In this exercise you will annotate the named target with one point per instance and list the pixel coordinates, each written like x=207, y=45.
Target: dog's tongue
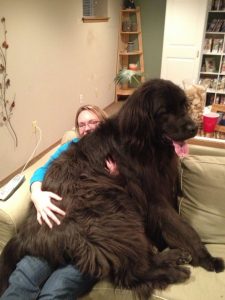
x=181, y=148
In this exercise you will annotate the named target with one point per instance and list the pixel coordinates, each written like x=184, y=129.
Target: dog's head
x=158, y=109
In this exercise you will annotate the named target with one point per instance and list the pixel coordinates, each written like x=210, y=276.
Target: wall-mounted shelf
x=129, y=33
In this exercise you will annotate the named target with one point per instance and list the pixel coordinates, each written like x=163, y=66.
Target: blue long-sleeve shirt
x=39, y=174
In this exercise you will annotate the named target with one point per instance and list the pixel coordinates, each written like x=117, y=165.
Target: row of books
x=216, y=84
x=211, y=99
x=218, y=5
x=211, y=65
x=216, y=25
x=213, y=45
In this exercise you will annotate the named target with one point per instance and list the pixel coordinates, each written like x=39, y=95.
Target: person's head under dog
x=88, y=117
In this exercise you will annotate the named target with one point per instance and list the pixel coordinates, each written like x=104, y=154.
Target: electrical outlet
x=81, y=98
x=34, y=125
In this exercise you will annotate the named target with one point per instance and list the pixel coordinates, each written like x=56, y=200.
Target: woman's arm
x=46, y=210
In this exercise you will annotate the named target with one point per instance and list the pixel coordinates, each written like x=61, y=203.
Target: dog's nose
x=192, y=128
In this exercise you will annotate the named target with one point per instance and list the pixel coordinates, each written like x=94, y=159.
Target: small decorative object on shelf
x=130, y=58
x=129, y=4
x=6, y=105
x=128, y=78
x=212, y=70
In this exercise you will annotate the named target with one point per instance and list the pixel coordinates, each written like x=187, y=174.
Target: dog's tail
x=11, y=254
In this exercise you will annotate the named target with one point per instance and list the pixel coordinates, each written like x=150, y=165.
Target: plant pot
x=124, y=86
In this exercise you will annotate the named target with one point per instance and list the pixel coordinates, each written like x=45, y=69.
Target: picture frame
x=210, y=64
x=220, y=109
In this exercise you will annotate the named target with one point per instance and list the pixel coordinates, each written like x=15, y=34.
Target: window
x=95, y=10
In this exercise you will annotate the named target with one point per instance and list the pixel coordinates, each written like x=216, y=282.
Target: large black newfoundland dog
x=116, y=226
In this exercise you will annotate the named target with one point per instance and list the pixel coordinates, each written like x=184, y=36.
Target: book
x=217, y=45
x=223, y=66
x=207, y=48
x=211, y=25
x=222, y=29
x=218, y=25
x=210, y=64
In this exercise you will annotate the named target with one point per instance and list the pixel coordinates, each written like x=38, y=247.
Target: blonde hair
x=102, y=116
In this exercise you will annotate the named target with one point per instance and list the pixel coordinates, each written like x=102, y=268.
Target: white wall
x=53, y=57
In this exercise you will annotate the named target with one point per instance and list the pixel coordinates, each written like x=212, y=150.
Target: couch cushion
x=203, y=201
x=201, y=285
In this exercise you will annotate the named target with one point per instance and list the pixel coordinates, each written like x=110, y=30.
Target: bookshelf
x=212, y=70
x=130, y=48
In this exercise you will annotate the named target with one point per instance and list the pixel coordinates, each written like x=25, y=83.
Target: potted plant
x=127, y=78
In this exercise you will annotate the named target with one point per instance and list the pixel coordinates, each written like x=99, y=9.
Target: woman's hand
x=46, y=210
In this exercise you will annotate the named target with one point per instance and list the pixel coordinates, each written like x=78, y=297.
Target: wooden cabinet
x=130, y=48
x=212, y=71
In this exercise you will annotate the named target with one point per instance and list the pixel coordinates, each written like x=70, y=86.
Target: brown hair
x=101, y=114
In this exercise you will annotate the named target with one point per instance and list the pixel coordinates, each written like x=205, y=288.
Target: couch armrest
x=14, y=210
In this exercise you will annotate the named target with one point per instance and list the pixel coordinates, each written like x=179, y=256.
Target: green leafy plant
x=126, y=76
x=6, y=105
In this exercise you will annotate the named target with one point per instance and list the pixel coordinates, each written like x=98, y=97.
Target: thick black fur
x=116, y=225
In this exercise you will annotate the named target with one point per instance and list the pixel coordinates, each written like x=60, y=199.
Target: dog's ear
x=136, y=117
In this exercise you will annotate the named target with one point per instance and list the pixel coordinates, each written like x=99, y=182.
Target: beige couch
x=203, y=205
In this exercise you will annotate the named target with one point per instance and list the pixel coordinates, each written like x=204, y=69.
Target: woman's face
x=87, y=122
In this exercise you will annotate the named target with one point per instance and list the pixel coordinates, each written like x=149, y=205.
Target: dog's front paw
x=218, y=264
x=185, y=258
x=215, y=264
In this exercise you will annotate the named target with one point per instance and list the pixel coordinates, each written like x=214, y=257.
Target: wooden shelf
x=125, y=92
x=124, y=58
x=130, y=53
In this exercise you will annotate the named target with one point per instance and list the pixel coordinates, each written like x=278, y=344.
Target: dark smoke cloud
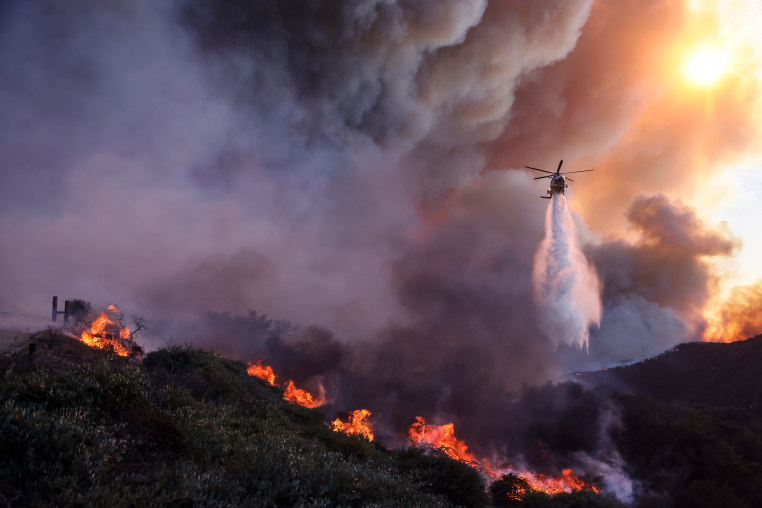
x=655, y=289
x=328, y=163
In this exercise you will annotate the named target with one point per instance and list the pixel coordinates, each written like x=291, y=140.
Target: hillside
x=186, y=427
x=723, y=375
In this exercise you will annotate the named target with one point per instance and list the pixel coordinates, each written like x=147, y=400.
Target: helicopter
x=557, y=180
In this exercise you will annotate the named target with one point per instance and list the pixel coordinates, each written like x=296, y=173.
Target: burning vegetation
x=443, y=438
x=290, y=392
x=356, y=425
x=107, y=332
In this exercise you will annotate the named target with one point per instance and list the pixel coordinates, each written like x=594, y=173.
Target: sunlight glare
x=705, y=66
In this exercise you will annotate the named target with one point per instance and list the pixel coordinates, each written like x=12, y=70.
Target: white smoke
x=566, y=288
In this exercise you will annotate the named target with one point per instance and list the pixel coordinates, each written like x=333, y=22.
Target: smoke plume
x=566, y=288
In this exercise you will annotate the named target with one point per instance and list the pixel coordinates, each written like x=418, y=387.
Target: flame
x=262, y=371
x=302, y=397
x=567, y=481
x=442, y=438
x=290, y=392
x=106, y=332
x=357, y=425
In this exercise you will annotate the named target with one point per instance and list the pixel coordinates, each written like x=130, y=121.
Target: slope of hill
x=724, y=375
x=186, y=427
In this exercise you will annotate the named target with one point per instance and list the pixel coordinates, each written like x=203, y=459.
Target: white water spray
x=566, y=288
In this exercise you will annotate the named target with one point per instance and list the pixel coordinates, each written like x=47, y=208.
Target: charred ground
x=186, y=426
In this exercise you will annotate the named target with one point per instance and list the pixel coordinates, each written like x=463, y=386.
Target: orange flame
x=262, y=371
x=291, y=393
x=440, y=437
x=302, y=397
x=106, y=332
x=443, y=438
x=567, y=481
x=357, y=425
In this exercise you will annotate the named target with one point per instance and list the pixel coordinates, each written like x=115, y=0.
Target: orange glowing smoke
x=262, y=371
x=290, y=392
x=739, y=317
x=107, y=332
x=443, y=438
x=440, y=437
x=357, y=425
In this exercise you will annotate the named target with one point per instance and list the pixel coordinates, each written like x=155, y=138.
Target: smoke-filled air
x=336, y=195
x=566, y=288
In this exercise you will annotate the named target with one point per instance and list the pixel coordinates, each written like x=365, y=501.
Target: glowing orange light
x=706, y=65
x=440, y=437
x=106, y=332
x=291, y=393
x=262, y=371
x=357, y=425
x=302, y=397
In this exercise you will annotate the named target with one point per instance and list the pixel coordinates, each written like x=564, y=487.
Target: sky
x=356, y=168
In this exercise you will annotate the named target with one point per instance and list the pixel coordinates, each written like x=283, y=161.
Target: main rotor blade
x=538, y=169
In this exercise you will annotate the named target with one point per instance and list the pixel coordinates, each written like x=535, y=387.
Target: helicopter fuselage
x=558, y=185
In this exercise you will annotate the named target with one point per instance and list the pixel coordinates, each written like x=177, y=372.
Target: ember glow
x=262, y=371
x=357, y=425
x=303, y=397
x=442, y=438
x=290, y=392
x=106, y=332
x=567, y=481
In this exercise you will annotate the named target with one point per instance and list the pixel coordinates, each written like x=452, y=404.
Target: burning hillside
x=109, y=333
x=290, y=392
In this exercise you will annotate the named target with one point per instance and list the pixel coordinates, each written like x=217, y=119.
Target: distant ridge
x=711, y=373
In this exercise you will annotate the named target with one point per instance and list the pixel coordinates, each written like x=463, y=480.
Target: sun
x=705, y=65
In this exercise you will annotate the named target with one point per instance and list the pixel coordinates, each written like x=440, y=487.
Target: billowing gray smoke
x=325, y=163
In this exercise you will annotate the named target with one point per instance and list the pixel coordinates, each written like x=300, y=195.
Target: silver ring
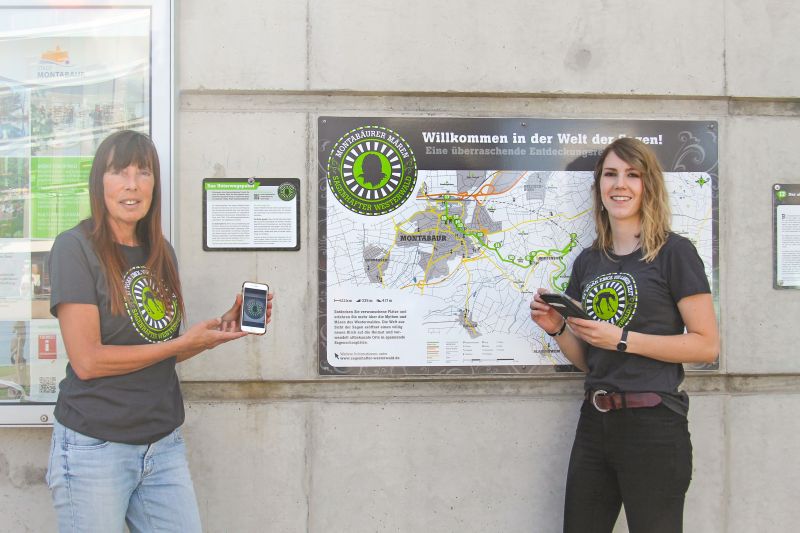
x=595, y=394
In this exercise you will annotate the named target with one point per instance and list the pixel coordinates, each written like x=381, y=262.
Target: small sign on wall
x=786, y=231
x=251, y=214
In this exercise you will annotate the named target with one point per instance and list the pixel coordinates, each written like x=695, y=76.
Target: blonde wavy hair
x=655, y=211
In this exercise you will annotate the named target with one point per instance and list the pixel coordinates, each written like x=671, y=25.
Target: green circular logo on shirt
x=286, y=191
x=154, y=319
x=372, y=170
x=611, y=298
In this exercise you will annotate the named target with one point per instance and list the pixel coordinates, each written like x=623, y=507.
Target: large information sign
x=434, y=233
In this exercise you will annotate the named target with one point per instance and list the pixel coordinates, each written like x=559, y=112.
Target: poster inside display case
x=69, y=76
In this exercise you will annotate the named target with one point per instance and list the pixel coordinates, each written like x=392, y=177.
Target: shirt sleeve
x=71, y=279
x=685, y=271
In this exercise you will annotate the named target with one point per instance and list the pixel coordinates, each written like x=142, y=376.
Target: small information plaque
x=251, y=214
x=786, y=231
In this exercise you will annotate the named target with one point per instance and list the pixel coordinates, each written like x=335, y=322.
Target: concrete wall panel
x=244, y=45
x=24, y=496
x=239, y=145
x=441, y=467
x=762, y=48
x=764, y=470
x=756, y=153
x=248, y=464
x=579, y=47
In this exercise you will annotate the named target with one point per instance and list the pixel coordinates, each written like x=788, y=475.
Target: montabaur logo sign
x=372, y=170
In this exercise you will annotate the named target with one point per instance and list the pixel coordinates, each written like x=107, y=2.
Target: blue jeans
x=99, y=486
x=641, y=458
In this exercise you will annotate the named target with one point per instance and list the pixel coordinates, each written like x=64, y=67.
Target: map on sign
x=446, y=279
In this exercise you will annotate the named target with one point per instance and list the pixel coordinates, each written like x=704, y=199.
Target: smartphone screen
x=254, y=308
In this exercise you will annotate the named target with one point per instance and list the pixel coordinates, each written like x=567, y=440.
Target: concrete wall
x=274, y=447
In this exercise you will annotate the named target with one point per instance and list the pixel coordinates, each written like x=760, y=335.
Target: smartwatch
x=622, y=345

——————

Directions for this task :: Copy the lines from the start of the rows through the line that has "x=158, y=109", swapping "annotate" for "mark" and leaving everything else unchanged. Include only those lines, and leave the pictures out.

Written reply ::
In this exercise you will mark the named target with one point per instance and list the pixel coordinates, each written like x=207, y=45.
Target: dog's tongue
x=181, y=148
In this exercise you will mark the named target with one point per instance and list the pixel coordinates, each written like x=184, y=129.
Target: dog's head
x=158, y=109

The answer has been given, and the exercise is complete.